#### STATED GOAL:
Write each line exactly, from the line that holds "pin: built-in oven" through the final line of the material, and no other line.

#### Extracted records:
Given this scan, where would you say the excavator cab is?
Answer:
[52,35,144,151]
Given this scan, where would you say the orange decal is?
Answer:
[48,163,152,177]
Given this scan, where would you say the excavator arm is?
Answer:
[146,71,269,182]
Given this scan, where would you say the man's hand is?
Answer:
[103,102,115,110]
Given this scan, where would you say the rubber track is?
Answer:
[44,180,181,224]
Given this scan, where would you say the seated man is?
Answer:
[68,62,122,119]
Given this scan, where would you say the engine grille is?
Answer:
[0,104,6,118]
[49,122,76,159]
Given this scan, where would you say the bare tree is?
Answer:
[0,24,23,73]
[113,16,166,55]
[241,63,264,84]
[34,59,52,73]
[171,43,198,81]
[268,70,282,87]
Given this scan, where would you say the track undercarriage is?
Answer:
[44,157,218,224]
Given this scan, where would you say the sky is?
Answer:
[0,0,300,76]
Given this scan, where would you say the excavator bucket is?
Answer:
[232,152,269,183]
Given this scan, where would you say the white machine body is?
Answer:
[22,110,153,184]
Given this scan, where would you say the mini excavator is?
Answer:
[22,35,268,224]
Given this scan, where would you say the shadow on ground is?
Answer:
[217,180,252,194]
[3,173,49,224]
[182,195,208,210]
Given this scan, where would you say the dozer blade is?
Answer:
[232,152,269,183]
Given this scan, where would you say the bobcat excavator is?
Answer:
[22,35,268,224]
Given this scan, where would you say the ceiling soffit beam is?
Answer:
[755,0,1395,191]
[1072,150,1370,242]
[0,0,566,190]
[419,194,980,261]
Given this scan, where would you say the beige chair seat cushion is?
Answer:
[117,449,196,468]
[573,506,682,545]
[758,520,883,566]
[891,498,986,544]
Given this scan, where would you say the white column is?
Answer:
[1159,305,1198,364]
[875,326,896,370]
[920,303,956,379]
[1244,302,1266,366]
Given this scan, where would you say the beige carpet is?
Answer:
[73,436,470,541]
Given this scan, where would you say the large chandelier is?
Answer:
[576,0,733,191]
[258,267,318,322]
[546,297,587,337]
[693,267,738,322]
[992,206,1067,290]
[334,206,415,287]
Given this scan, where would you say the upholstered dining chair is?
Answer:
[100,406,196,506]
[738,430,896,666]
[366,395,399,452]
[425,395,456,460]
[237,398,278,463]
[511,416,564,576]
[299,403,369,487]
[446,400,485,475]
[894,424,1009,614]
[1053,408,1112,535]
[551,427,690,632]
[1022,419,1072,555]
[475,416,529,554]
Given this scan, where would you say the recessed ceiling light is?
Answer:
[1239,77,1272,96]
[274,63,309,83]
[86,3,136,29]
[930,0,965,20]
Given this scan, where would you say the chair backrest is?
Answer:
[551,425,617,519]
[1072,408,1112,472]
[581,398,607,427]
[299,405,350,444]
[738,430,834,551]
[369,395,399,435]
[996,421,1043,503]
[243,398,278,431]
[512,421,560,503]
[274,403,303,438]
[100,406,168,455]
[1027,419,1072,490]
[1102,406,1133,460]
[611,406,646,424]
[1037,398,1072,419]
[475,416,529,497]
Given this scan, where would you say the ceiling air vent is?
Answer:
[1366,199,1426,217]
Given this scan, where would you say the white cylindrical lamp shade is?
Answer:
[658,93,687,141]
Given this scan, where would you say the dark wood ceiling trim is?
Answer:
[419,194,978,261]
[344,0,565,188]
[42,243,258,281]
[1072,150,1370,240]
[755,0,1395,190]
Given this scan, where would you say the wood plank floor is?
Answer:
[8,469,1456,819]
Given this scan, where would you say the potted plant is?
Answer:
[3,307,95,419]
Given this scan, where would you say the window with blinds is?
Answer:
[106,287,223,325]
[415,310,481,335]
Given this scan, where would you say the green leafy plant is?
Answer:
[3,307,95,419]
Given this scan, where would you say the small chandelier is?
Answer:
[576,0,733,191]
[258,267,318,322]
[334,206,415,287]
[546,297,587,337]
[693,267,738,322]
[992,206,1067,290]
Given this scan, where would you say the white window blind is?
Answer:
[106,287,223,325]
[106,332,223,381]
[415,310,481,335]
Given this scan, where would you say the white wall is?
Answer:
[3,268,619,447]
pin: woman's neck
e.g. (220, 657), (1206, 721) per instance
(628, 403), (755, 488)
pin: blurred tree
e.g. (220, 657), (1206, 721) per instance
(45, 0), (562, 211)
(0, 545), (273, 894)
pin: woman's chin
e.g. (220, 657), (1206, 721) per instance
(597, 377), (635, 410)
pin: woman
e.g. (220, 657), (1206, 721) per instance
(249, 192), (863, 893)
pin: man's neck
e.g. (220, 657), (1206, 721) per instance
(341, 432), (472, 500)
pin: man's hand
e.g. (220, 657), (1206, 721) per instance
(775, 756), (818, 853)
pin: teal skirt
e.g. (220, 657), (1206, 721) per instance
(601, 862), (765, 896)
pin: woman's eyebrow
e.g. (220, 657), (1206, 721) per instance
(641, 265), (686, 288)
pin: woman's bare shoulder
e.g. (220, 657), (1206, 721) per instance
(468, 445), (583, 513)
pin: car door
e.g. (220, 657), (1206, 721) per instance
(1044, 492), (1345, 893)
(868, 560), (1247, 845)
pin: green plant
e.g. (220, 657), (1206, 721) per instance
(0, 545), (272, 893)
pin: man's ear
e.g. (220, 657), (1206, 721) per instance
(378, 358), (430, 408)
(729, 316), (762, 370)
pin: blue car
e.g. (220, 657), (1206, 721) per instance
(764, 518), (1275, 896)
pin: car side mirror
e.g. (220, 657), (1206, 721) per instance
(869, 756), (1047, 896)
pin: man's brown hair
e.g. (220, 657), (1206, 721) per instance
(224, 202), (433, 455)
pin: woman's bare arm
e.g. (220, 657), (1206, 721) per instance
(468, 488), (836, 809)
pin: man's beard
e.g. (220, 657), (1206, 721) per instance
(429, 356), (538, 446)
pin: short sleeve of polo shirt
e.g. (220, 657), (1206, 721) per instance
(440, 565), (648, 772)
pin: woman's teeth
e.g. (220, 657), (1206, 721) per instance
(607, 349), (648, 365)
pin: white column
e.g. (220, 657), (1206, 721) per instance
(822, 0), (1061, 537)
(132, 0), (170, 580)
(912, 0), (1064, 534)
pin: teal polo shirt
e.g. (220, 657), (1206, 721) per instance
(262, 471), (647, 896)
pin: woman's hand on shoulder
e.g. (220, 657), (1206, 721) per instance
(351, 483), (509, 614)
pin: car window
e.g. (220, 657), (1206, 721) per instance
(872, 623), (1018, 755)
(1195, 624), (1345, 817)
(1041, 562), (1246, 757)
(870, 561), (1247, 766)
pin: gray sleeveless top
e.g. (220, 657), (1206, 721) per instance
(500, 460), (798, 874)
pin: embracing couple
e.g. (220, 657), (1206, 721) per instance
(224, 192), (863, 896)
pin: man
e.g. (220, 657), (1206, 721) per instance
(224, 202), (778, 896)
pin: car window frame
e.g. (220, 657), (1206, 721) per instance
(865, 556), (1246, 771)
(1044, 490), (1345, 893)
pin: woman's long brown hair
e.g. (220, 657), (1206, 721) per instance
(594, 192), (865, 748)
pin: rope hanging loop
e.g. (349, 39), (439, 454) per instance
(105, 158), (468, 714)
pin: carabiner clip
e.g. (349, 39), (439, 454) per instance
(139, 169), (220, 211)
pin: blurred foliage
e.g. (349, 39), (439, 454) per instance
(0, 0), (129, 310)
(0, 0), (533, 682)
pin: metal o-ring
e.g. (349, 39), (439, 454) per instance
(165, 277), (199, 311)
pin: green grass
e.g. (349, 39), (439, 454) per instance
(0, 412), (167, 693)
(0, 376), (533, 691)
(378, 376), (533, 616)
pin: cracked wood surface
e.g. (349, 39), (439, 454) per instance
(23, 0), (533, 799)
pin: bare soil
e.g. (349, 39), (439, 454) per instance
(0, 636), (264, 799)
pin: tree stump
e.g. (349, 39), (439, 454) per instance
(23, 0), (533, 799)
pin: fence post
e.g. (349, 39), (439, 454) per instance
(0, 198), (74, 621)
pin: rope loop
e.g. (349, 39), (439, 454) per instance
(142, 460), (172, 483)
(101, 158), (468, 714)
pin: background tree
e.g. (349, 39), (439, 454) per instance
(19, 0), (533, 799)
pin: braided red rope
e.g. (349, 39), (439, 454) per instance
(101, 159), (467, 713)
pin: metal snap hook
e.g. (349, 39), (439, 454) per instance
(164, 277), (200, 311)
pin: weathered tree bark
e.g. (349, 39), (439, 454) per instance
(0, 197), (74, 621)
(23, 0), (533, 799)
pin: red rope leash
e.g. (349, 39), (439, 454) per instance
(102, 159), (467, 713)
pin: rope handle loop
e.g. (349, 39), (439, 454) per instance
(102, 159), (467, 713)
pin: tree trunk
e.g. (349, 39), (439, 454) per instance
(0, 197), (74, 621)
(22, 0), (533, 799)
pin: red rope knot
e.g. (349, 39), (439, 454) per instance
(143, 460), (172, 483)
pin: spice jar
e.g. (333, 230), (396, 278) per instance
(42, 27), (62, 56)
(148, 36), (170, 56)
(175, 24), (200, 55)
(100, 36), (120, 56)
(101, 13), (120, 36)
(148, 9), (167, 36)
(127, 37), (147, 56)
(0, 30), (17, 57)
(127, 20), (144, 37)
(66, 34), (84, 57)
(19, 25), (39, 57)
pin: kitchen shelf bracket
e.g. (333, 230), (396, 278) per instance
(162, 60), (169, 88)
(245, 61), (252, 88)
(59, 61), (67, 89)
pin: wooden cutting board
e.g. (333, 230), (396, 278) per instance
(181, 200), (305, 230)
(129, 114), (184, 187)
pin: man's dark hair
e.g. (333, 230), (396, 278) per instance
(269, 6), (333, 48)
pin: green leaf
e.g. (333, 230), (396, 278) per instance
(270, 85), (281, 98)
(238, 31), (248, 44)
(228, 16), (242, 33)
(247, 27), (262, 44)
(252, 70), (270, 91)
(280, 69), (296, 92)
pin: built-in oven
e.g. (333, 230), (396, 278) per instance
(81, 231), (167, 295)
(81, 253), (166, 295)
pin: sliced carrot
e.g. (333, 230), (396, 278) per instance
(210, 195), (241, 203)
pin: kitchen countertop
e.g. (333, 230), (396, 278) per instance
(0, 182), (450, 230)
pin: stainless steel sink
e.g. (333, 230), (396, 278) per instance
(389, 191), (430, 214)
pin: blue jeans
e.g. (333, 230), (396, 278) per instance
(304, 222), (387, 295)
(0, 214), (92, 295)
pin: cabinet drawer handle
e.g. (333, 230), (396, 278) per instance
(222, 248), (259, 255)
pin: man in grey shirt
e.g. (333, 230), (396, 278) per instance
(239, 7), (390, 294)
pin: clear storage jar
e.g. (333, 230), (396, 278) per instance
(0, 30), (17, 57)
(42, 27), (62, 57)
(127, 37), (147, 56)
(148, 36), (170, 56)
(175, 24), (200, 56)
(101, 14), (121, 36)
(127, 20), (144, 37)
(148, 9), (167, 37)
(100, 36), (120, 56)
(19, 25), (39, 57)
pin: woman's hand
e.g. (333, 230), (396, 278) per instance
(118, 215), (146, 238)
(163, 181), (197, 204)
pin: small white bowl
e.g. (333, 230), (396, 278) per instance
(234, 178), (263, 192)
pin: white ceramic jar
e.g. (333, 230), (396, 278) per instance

#### CORRECT RESULT:
pin: built-in oven
e.g. (333, 230), (396, 278) per instance
(81, 231), (167, 295)
(81, 253), (166, 295)
pin: sliced carrot
e.g. (333, 230), (396, 278) per instance
(210, 195), (241, 203)
pin: kitchen countertop
e.g. (333, 230), (396, 278) per instance
(0, 182), (450, 230)
pin: stainless steel sink
e.g. (333, 230), (396, 278) per instance
(389, 191), (430, 214)
pin: blue jeans
e.g. (333, 230), (396, 278) per instance
(304, 222), (387, 295)
(0, 214), (92, 295)
pin: cabinet drawer handle
e.g. (333, 230), (396, 278) per instance
(222, 248), (259, 255)
pin: man in grey shirt
e.g. (333, 230), (396, 278) per instance
(239, 7), (390, 294)
pin: clear storage jar
e.g. (333, 230), (396, 278) per instance
(0, 30), (17, 57)
(42, 27), (62, 57)
(127, 37), (147, 56)
(148, 36), (170, 56)
(175, 24), (200, 56)
(101, 14), (121, 36)
(127, 20), (144, 37)
(148, 9), (167, 37)
(100, 36), (120, 56)
(19, 25), (39, 57)
pin: woman's hand
e.g. (333, 230), (396, 278) per instance
(118, 215), (146, 238)
(163, 181), (197, 204)
pin: small white bowl
e.g. (333, 230), (396, 278) per instance
(234, 178), (263, 192)
pin: white ceramic jar
e.g. (333, 230), (396, 278) per instance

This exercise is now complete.